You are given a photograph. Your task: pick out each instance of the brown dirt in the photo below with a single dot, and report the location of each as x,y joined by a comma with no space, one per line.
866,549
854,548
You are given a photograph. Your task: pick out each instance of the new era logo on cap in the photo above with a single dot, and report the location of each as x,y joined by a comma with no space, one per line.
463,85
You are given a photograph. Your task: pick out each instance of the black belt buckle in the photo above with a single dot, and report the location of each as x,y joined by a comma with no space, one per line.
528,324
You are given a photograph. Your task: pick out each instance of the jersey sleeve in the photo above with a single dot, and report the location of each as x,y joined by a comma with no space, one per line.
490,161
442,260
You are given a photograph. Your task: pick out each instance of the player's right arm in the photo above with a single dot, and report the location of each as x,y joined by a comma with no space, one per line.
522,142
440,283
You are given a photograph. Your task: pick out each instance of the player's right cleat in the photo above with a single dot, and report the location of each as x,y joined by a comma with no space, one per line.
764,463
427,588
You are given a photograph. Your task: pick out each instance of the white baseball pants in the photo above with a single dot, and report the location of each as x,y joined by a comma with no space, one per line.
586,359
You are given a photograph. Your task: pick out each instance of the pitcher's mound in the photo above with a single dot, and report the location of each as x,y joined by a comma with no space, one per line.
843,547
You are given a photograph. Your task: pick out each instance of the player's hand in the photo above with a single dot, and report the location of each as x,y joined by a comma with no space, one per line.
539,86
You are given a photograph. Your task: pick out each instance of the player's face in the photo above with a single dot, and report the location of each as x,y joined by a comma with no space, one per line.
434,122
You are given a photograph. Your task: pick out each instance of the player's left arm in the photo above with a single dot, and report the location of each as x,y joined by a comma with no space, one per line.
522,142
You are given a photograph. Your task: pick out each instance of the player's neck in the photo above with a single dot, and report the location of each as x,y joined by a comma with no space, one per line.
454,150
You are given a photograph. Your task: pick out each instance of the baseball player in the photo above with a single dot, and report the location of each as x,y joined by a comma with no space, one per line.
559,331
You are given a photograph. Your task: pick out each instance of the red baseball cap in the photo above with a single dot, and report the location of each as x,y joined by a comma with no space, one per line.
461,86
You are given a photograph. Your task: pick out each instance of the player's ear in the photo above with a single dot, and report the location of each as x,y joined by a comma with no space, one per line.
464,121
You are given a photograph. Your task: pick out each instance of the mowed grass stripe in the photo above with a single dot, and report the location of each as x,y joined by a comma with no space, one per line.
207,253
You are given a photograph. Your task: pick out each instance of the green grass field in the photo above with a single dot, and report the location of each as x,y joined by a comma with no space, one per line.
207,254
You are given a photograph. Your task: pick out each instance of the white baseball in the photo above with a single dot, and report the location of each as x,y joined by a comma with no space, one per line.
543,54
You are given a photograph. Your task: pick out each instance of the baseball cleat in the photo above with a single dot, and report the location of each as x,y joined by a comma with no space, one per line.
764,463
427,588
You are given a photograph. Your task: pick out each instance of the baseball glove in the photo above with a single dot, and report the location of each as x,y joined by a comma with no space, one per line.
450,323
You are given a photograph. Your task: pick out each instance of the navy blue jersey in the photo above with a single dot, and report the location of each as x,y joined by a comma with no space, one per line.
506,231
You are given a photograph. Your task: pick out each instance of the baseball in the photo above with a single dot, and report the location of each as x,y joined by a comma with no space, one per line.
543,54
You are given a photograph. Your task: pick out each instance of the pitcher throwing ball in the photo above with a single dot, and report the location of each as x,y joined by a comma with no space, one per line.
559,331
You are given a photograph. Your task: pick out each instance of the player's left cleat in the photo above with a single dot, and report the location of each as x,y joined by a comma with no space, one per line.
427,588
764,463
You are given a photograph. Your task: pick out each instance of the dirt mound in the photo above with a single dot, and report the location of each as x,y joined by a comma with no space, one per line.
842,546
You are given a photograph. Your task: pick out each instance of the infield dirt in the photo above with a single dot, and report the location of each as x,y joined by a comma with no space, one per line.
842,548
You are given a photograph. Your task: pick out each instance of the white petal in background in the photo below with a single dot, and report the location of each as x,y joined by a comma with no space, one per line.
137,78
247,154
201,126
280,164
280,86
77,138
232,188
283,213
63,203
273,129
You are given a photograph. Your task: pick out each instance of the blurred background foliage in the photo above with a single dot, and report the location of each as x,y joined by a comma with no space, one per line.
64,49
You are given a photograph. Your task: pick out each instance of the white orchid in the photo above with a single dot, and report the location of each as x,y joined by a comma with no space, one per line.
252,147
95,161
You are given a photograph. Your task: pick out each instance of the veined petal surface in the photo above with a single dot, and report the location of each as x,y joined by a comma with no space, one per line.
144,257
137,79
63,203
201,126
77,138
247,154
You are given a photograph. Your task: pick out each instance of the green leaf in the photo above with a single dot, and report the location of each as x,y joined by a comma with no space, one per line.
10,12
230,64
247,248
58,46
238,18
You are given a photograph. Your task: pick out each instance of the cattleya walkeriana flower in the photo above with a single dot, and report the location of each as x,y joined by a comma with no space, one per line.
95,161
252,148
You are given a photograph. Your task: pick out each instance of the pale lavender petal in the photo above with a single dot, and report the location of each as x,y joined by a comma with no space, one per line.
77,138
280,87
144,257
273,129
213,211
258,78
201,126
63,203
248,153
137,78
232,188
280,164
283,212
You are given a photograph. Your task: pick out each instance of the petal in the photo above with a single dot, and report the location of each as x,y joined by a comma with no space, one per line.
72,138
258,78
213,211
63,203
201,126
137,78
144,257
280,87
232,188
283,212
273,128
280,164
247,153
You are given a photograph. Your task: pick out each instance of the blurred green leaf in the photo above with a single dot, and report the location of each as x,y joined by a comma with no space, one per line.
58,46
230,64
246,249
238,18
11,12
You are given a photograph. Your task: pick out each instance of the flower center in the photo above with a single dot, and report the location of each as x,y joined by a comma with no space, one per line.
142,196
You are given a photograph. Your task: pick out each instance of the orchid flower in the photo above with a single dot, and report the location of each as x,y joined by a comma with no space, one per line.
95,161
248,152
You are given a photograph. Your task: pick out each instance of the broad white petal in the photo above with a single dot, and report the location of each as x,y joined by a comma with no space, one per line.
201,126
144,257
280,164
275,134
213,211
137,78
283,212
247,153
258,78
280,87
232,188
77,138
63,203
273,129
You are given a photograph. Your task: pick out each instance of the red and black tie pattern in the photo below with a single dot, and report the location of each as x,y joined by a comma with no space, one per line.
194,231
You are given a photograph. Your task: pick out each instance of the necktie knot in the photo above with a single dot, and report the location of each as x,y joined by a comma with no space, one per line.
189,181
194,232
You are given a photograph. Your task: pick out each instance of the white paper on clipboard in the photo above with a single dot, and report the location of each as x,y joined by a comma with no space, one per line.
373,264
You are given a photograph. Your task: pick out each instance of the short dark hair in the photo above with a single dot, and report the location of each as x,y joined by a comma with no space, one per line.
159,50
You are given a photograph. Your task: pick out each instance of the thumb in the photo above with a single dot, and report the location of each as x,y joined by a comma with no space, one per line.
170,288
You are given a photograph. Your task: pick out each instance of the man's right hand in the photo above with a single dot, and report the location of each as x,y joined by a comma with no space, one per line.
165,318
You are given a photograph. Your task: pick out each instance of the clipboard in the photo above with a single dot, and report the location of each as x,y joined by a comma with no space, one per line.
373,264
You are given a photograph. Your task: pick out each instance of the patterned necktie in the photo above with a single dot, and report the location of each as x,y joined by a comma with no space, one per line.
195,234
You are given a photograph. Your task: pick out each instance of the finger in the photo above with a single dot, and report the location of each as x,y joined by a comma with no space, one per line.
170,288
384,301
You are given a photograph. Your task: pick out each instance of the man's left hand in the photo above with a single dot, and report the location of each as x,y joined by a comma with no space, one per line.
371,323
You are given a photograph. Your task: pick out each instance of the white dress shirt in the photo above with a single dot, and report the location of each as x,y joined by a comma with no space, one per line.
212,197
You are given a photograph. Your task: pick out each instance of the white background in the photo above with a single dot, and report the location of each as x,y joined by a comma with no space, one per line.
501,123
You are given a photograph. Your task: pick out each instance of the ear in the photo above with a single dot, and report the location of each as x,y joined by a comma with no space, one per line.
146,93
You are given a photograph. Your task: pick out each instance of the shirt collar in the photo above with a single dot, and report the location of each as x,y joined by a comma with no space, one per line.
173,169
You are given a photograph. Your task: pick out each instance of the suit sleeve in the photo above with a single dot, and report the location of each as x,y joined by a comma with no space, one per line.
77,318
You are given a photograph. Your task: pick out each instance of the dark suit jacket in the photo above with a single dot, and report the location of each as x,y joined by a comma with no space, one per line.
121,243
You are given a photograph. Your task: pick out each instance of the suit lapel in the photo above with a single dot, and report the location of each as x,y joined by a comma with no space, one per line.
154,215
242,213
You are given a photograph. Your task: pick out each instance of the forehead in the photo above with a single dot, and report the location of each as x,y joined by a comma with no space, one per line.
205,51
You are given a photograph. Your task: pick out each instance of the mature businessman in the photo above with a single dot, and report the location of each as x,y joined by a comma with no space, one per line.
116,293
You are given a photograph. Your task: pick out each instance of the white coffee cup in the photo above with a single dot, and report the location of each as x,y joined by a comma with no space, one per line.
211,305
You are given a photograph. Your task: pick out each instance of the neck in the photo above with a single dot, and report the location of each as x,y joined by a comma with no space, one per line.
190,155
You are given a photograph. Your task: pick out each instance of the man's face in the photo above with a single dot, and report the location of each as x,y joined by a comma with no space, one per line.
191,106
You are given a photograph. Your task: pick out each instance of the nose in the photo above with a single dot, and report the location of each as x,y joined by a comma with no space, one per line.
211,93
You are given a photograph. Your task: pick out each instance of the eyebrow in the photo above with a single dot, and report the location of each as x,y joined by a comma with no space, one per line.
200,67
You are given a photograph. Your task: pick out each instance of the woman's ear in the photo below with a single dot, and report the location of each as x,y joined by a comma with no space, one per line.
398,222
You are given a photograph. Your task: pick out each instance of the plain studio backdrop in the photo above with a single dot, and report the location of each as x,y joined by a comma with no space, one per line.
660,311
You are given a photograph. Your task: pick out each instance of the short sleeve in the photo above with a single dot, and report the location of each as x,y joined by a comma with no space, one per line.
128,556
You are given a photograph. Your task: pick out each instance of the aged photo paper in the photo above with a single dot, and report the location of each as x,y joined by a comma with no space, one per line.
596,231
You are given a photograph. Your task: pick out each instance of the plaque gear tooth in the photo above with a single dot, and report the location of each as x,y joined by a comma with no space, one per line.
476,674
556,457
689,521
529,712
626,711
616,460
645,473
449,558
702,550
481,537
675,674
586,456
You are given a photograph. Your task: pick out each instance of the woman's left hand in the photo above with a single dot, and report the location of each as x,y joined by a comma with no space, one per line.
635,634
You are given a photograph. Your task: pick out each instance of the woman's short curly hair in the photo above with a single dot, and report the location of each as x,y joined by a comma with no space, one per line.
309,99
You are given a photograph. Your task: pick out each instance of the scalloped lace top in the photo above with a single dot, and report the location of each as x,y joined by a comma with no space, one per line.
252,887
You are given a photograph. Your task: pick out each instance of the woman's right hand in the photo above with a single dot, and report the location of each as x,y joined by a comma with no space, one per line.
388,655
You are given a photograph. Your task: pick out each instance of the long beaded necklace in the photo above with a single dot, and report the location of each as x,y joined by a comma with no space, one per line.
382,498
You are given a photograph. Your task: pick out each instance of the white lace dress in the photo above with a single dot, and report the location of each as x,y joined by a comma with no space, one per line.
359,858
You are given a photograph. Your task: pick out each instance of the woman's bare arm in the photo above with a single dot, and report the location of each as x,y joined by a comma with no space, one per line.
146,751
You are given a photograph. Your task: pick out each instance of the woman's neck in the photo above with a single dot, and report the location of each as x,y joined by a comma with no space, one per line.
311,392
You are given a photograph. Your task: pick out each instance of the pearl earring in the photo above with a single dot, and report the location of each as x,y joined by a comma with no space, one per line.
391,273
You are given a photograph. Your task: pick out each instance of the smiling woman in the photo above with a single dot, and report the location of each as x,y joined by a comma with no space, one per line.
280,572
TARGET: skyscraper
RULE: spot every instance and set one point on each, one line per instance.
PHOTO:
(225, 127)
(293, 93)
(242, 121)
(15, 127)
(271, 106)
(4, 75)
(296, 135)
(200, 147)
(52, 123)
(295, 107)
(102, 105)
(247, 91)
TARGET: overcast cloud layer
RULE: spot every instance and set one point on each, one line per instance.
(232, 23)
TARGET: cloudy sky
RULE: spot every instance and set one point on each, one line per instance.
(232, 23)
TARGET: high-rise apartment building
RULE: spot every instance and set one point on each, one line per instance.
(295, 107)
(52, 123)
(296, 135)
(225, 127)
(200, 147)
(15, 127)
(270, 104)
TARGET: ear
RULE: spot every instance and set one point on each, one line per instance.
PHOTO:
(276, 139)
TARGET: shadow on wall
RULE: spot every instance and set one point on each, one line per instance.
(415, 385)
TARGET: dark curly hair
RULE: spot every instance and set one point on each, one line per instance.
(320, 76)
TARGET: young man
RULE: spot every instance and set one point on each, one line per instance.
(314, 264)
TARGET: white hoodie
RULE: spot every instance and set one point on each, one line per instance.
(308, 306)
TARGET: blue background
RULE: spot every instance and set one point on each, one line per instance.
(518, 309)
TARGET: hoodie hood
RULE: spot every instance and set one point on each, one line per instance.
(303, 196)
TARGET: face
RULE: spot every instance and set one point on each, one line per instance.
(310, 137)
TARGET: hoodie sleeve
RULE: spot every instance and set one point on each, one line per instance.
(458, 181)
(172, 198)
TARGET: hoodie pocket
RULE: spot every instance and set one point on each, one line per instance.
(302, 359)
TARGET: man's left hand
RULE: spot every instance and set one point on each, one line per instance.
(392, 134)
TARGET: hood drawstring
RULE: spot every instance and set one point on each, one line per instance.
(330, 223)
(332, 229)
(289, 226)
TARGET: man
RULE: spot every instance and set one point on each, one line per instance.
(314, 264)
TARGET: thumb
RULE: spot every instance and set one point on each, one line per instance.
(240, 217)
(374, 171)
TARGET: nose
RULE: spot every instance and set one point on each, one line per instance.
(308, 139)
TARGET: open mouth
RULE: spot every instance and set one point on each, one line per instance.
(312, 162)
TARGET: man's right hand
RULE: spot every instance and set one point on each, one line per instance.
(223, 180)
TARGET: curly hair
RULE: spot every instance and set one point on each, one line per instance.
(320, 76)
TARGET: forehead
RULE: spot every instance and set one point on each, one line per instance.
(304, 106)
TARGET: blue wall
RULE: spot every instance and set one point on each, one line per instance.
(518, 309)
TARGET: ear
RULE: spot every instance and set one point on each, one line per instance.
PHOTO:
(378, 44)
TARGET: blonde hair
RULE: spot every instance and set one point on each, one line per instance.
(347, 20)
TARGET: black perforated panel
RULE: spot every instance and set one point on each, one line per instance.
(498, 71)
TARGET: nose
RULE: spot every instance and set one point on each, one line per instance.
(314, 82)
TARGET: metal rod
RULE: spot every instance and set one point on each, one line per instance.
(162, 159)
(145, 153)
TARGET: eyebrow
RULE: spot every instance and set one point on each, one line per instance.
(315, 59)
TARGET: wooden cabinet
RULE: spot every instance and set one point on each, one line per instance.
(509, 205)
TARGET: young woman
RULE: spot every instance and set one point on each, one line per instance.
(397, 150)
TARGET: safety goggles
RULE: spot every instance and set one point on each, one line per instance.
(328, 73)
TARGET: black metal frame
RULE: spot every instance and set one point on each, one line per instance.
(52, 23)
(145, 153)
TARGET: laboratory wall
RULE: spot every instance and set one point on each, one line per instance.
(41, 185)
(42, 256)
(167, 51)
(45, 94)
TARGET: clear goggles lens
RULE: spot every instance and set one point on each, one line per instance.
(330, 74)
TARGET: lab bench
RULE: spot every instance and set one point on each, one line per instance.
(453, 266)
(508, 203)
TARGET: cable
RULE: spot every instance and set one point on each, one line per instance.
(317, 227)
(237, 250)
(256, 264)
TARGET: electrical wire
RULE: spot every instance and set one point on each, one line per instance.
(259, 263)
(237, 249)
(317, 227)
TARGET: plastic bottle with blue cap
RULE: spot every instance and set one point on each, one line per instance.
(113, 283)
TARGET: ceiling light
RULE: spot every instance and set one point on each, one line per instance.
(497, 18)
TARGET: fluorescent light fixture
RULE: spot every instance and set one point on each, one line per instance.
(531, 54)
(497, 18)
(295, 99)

========================

- What you need to do -
The lines above starting at the one that contains "TARGET: clear goggles lens" and ending at the one that contains "TARGET: ceiling light" must be transcribed exactly, and no other lines may appear.

- Answer to the exercise -
TARGET: clear goggles lens
RULE: spot every instance and set one point on each, one line per instance.
(330, 74)
TARGET: lab bench
RULE: spot every instance and set one point on each, one line per instance.
(453, 266)
(508, 203)
TARGET: cable
RULE: spot every instance and set one point on each, one line per instance.
(317, 227)
(237, 250)
(256, 264)
TARGET: electrical wire
RULE: spot every instance and set one point on each, one line per instance.
(259, 263)
(237, 249)
(317, 227)
TARGET: plastic bottle with blue cap
RULE: spot every instance and set one point on each, one line per instance.
(113, 283)
TARGET: ceiling light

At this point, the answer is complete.